> _SHORT PROBLEM 1_:
From the forum thread about finding a home for Muffin, quote word for word the passage that opens with the words containing "Most rescue groups" and closes with "(Jul 30, 2005)".
> _SHORT PROBLEM 2_:
Write the next part of the forum thread about finding a home for Muffin, starting after its last line.

> _EXTRACTED TEXT_:
◇ ◇ ◇ ◇

# Muffin needs someone's help



## 3 goldens (Sep 30, 2005)

This is to sad. I would ceertainly do it if I lived there. Was she dumped there because of her condition?


----------



## Rebel Red (Jan 4, 2006)

i would so take her but i dont live up there  i wish someone would...:crossfing i will pray for her too!!!


----------



## Brandy's Mom (Oct 5, 2005)

3 goldens said:


> This is to sad. I would ceertainly do it if I lived there. Was she dumped there because of her condition?


No, actually she and her brother Bear were surrendered to the rescue by their mom to get them out of an abusive situation. I'm sure her mom had no idea Muffin was sick. Bear also is still up for adoption.


----------



## Brinkleysmom (Dec 17, 2005)

I live in New York or I would take her in a heartbeat. Please please please keep us informed of her condition and how she is doing. I wish I knew someone down there to take her.


----------



## Brandy's Mom (Oct 5, 2005)

She's still at a kennel, poor kid!


----------



## Brinkleysmom (Dec 17, 2005)

Gosh, is there no one around there who can foster her?? Have they tried contacting other rescue groups?? I wish I lived closer. I would take her so fast. Maybe if they contacted other rescue groups, they could find someone


----------



## Brandy's Mom (Oct 5, 2005)

I don't know what their by-laws say about one group fostering for another.


----------



## Brinkleysmom (Dec 17, 2005)

Most rescue groups are very willing to help each other out. They are all looking for the same thing; to find a good and loving home for the animal. I dont think it would hurt to ask anyway. I just wish I lived closer so I could go and get the poor thing:no:


----------



## Goldndust (Jul 30, 2005)

◇ ◇ ◇ ◇

> _STORED ROWS_:
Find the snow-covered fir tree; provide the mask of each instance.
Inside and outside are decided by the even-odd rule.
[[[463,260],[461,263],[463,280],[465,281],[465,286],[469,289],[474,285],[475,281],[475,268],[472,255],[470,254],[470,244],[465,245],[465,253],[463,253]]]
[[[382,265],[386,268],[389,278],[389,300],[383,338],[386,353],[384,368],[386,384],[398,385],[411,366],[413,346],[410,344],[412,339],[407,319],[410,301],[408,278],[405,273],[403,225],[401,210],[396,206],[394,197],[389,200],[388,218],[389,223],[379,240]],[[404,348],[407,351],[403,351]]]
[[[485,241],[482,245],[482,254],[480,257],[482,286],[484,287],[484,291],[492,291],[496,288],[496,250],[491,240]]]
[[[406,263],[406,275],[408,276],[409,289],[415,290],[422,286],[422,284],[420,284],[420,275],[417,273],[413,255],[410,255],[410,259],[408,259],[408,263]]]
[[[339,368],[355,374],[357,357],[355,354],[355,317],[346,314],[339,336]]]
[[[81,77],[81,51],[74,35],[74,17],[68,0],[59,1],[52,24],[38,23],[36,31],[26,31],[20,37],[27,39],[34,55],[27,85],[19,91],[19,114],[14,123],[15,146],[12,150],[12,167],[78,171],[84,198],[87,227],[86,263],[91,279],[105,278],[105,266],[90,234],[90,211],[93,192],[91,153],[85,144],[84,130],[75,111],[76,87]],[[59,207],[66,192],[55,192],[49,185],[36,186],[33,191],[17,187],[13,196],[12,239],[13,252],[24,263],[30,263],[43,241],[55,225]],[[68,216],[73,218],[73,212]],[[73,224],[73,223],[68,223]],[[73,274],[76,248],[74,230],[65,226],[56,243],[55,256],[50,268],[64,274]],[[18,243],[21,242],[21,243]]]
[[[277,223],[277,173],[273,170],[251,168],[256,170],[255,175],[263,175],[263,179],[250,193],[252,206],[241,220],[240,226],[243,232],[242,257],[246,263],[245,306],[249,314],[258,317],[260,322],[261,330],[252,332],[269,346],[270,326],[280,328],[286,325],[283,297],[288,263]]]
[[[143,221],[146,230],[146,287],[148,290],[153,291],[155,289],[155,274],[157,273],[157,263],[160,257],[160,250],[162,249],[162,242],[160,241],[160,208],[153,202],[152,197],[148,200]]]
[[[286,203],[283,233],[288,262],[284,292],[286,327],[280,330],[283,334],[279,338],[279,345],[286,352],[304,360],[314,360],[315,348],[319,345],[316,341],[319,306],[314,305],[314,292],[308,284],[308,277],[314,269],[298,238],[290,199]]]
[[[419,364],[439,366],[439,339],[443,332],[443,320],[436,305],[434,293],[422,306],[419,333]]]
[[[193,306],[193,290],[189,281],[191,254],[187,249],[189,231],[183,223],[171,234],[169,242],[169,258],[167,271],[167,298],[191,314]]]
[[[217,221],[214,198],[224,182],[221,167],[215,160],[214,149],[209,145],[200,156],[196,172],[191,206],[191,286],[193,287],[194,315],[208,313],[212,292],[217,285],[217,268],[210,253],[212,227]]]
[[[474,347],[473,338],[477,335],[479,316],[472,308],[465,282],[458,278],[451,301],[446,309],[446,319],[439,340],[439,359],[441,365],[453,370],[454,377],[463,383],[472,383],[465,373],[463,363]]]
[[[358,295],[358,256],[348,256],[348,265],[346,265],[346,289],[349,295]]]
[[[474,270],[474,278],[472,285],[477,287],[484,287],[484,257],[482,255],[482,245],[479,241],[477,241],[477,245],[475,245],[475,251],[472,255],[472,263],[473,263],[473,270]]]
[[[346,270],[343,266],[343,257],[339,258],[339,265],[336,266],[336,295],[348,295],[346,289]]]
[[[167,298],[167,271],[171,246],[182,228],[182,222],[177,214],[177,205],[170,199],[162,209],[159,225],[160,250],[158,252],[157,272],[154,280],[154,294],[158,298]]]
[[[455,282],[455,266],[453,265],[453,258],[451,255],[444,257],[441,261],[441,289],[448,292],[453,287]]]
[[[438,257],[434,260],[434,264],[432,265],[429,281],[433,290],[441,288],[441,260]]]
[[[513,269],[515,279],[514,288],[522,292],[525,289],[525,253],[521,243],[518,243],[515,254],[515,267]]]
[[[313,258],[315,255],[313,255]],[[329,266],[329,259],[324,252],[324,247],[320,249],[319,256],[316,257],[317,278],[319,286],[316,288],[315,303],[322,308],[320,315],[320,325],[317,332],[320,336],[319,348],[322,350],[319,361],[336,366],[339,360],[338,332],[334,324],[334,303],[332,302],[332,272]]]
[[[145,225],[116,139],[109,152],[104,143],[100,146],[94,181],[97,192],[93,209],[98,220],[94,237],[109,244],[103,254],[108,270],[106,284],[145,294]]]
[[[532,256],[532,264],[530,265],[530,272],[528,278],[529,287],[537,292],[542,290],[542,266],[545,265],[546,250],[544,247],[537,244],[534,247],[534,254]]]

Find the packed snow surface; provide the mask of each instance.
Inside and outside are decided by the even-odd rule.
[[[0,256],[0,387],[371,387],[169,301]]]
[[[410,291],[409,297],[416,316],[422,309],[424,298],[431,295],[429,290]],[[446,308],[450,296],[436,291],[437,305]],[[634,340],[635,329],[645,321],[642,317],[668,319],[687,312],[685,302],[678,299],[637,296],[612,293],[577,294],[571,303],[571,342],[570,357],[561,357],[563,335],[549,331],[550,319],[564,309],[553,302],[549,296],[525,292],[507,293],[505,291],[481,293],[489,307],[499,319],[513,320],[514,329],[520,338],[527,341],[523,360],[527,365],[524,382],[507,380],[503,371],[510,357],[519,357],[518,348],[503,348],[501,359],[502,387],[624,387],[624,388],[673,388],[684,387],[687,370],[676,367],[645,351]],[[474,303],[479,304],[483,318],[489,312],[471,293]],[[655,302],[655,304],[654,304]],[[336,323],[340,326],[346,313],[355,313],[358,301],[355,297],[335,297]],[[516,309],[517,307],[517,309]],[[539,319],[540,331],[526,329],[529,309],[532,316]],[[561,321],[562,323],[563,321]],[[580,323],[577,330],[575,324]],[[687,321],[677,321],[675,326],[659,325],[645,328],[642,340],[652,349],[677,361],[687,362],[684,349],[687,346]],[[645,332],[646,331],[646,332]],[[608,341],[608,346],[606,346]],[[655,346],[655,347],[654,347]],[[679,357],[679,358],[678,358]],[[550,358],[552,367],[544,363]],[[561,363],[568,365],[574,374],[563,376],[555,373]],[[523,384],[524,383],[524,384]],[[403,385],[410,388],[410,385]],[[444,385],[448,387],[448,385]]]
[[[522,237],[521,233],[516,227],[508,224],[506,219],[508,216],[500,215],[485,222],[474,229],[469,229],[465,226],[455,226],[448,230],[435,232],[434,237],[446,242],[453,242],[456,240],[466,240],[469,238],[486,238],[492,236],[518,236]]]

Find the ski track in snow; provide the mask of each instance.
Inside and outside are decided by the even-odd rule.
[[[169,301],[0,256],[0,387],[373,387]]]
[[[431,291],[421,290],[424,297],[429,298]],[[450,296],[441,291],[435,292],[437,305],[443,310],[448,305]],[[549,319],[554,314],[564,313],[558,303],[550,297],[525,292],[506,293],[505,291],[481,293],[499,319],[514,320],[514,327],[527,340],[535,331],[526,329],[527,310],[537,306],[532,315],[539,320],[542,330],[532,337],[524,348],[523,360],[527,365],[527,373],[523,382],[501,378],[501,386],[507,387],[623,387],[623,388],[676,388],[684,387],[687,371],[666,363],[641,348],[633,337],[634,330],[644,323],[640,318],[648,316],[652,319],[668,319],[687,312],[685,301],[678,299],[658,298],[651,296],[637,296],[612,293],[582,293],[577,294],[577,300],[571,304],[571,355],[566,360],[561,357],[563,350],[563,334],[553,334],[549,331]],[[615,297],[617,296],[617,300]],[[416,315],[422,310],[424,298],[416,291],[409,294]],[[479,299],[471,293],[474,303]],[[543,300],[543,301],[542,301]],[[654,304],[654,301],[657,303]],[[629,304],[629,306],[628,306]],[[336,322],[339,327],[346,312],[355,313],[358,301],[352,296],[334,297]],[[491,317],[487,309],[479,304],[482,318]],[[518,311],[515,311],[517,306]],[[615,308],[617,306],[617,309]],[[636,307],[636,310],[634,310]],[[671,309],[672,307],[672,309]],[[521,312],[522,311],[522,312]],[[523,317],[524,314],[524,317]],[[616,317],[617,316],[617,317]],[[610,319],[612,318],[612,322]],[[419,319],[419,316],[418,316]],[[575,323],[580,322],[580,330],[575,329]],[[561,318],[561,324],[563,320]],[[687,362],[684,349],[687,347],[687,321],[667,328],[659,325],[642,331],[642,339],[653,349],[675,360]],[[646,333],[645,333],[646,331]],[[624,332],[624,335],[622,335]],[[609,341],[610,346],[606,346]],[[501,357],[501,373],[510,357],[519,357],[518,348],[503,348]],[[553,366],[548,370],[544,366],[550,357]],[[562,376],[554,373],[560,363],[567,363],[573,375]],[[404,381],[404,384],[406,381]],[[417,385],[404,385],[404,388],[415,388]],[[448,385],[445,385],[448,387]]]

◇ ◇ ◇ ◇

> _FINAL ANSWER 1_:
Most rescue groups are very willing to help each other out. They are all looking for the same thing; to find a good and loving home for the animal. I dont think it would hurt to ask anyway. I just wish I lived closer so I could go and get the poor thing:no:


----------



## Goldndust (Jul 30, 2005)

> _FINAL ANSWER 2_:
Very sad, only four years old! I don't know as i could do it if I were close, I have a hard times handling things like this and getting too attached to them. That would be tough for anyone though.


----------



## shaneamber (Apr 20, 2005)

We've been watching Muffins story. We can't take her on right now,We wish we could.We have asked freinds and so far nobody is in a position to help.
It breaks our heart that she may have to spend the rest of her short life in a kennel.
 Shane & Lee:no:


----------



## Brandy's Mom (Oct 5, 2005)

Shane, Lee -- so very good of you to take an interest! If Jenna wasn't so dog-aggressive, and Brandy wasn't so rambunctious, we'd add a fourth one into our household. I'm just afraid she'd spend her last months terrorized.


----------



## Brandy's Mom (Oct 5, 2005)

*Yipee!!*

Checked on the Web site this morning. Muffin has a long term foster!!! She will spend the rest of her life being loved. God bless whoever stepped up to help her.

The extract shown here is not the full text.